What you have to do → Everything from the line containing "Expected behaviour: for every instance of the black trousers" through the last line of the records below should be printed exactly, please, and nothing else.

Provided entries →
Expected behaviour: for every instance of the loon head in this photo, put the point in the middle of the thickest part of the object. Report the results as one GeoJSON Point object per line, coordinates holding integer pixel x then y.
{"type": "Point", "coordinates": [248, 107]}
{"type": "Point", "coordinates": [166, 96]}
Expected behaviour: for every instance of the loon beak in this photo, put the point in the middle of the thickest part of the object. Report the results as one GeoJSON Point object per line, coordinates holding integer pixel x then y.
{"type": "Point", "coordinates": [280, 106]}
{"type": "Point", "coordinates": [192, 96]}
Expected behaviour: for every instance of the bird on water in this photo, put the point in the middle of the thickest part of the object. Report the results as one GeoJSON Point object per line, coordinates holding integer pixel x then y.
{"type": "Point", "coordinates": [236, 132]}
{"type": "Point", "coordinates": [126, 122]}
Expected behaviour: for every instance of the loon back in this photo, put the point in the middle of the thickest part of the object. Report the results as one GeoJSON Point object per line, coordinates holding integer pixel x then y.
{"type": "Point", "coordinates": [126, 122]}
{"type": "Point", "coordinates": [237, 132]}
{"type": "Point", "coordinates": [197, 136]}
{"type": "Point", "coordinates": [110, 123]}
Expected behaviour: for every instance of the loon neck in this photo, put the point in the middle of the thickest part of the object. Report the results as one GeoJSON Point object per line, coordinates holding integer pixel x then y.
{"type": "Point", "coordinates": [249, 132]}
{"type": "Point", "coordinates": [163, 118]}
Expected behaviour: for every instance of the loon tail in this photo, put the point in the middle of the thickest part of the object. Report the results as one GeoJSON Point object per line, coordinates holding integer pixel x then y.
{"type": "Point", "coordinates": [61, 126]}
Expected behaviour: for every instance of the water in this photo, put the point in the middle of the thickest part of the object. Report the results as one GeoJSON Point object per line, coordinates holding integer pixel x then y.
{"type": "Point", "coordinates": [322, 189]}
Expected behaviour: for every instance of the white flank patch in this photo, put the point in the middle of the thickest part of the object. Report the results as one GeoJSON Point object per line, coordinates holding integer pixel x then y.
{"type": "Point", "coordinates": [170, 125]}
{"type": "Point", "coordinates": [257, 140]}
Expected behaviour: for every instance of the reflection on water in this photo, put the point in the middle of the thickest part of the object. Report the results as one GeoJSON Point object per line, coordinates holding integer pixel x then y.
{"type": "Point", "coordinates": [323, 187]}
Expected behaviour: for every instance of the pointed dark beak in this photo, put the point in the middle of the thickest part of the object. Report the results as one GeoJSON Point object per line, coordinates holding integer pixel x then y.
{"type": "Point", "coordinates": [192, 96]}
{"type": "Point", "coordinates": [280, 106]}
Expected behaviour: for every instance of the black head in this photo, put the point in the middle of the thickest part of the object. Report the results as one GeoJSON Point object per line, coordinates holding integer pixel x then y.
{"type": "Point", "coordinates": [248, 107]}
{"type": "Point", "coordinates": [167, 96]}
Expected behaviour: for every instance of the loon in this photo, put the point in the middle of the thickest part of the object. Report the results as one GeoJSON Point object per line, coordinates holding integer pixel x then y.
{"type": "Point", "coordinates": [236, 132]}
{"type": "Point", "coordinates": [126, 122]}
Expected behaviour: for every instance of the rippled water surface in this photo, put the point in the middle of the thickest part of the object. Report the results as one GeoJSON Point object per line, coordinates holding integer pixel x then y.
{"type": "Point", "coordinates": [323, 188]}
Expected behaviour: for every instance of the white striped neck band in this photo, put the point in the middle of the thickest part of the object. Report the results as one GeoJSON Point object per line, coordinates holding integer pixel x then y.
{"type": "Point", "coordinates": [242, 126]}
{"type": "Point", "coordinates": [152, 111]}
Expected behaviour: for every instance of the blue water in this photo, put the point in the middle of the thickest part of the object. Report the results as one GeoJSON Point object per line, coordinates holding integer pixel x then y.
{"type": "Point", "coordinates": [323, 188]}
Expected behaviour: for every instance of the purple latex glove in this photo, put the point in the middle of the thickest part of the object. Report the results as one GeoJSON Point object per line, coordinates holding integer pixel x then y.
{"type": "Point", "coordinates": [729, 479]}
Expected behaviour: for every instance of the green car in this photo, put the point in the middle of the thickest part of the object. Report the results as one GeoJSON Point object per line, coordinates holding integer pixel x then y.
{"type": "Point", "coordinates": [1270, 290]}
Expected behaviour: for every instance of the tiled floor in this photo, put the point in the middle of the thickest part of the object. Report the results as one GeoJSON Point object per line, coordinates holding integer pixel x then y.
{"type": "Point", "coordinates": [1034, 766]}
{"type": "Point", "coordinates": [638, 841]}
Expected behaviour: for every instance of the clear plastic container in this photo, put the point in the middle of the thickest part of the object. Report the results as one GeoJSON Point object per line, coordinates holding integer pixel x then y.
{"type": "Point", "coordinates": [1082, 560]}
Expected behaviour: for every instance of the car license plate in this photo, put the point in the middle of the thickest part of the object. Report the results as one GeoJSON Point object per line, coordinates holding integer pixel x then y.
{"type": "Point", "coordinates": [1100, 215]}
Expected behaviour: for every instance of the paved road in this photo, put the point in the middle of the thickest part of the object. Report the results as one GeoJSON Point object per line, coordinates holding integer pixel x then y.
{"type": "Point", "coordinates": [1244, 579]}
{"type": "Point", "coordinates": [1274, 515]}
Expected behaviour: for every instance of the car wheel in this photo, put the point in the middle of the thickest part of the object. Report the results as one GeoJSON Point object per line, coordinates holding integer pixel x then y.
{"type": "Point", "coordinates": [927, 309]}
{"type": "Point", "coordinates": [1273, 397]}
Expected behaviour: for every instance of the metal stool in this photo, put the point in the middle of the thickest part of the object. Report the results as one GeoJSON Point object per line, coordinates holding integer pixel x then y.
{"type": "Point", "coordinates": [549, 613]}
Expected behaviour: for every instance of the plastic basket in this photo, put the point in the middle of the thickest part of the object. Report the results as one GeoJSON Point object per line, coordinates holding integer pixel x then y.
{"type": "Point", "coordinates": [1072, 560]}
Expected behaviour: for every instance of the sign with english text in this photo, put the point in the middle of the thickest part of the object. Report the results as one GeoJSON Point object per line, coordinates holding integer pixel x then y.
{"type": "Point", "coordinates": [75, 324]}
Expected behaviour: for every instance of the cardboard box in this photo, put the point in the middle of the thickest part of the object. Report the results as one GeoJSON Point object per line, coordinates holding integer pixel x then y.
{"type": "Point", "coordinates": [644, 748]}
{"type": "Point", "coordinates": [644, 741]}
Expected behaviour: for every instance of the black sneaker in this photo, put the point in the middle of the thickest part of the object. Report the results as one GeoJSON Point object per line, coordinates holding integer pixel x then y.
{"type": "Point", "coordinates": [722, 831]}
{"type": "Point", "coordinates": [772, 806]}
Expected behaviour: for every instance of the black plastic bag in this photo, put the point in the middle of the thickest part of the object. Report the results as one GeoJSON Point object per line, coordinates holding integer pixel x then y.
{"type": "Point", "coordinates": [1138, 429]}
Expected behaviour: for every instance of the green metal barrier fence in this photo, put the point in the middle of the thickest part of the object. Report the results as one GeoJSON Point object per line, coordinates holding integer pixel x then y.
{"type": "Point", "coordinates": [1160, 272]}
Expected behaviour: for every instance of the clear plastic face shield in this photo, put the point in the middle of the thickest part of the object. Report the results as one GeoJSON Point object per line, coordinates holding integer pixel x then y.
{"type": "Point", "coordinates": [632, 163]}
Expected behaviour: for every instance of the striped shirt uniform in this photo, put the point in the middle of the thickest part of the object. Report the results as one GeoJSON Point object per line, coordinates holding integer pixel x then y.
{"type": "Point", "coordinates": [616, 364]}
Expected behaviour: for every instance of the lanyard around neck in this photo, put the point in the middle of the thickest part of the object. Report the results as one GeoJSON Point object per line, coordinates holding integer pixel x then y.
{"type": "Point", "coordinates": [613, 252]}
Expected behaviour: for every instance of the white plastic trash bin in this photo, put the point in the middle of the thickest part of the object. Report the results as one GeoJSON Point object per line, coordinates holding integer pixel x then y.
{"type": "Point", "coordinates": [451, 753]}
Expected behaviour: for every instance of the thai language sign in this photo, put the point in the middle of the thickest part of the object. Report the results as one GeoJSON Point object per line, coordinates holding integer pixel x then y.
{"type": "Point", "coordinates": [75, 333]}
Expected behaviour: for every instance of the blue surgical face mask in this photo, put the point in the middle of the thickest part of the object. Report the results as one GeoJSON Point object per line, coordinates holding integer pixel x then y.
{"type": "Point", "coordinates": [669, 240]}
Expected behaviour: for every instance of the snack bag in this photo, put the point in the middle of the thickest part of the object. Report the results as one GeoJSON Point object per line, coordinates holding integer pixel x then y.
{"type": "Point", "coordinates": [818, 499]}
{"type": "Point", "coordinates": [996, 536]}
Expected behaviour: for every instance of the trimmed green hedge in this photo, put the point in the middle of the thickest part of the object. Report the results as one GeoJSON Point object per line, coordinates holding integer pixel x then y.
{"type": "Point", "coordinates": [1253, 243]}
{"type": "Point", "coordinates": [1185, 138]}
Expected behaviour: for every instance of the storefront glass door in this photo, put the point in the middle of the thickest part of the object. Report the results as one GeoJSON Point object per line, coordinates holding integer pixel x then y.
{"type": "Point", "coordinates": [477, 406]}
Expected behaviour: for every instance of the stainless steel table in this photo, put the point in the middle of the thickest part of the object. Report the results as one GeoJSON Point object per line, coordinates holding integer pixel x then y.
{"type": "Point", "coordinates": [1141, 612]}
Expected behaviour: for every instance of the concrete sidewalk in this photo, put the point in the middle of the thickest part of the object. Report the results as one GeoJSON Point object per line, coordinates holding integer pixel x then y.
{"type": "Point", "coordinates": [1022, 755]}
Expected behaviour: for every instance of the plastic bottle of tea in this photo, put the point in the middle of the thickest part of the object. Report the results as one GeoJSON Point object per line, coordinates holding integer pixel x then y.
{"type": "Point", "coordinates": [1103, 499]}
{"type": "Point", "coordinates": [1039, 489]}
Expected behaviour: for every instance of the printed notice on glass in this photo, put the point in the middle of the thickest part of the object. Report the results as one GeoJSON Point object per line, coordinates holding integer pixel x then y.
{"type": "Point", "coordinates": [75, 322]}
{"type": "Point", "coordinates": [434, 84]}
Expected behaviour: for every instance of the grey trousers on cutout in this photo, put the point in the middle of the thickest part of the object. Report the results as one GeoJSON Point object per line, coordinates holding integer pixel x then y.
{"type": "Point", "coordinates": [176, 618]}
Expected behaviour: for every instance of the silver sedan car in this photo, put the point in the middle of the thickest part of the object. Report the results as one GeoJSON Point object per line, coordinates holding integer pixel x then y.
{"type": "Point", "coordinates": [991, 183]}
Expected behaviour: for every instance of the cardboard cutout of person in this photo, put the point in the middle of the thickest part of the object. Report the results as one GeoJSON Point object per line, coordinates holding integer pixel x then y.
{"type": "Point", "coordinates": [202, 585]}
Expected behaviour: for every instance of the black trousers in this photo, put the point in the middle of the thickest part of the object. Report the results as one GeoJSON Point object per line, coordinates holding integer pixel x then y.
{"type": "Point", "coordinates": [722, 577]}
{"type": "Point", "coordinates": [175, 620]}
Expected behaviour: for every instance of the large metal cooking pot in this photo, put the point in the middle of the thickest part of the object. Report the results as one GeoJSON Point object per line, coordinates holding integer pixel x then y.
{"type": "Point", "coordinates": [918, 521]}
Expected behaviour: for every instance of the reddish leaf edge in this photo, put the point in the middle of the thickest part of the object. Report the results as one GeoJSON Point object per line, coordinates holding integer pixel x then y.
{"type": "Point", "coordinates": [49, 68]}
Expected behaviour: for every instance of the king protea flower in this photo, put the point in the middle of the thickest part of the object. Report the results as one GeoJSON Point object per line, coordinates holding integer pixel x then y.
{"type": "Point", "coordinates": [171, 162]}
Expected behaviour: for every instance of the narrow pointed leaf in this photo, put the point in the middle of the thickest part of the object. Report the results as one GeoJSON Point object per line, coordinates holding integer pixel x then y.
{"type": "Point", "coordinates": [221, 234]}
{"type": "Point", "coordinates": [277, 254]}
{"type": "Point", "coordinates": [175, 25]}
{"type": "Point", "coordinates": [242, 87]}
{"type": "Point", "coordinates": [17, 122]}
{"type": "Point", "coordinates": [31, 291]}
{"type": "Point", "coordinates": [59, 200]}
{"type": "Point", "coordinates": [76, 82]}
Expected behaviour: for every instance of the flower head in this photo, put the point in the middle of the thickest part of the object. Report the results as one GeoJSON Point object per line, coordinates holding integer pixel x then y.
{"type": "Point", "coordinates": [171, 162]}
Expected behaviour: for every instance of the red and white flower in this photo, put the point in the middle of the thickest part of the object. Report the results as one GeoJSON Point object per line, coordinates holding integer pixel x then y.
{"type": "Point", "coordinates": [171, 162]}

Expected answer →
Expected behaviour: for every instance of the black trousers in this photo, put the point in the middle of the thickest part of the object. Report the results as one GeoJSON Point object per line, coordinates holding integer pixel x then y.
{"type": "Point", "coordinates": [722, 577]}
{"type": "Point", "coordinates": [175, 620]}
Expected behaviour: for every instance of the large metal cooking pot in this photo, put the point in the middle of the thickest part of the object. Report the results as one GeoJSON Point object per line, coordinates holding integer pixel x then y.
{"type": "Point", "coordinates": [918, 521]}
Expected behaviour: for every instance of the reddish leaf edge in this photo, put the point in the middle of the thickest part of the object. Report the results as one GeoJSON Point object per line, coordinates holding integer pixel x then y.
{"type": "Point", "coordinates": [49, 68]}
Expected behaviour: for every instance of the king protea flower in this photo, put the point in the middle of the thickest part of the object. Report the results as one GeoJSON Point object per line, coordinates holding integer pixel x then y.
{"type": "Point", "coordinates": [171, 162]}
Expected behaviour: for every instance of the narrow pointed leaf in this photo, put the point in the middle of the thickest part of the object. Report the results as one GeoJSON Point object per line, coordinates holding integer pixel x then y.
{"type": "Point", "coordinates": [221, 234]}
{"type": "Point", "coordinates": [277, 254]}
{"type": "Point", "coordinates": [175, 25]}
{"type": "Point", "coordinates": [242, 87]}
{"type": "Point", "coordinates": [17, 122]}
{"type": "Point", "coordinates": [31, 291]}
{"type": "Point", "coordinates": [59, 200]}
{"type": "Point", "coordinates": [76, 82]}
Expected behaviour: for every instance of the flower head in this photo, put the point in the middle of the thickest part of the object. Report the results as one GeoJSON Point object per line, coordinates holding integer pixel x then y.
{"type": "Point", "coordinates": [171, 162]}
Expected behaviour: for every instance of the red and white flower in this photo, put the point in the middle of the thickest part of the object. Report the results as one GeoJSON Point object per line, coordinates holding integer pixel x then y.
{"type": "Point", "coordinates": [171, 162]}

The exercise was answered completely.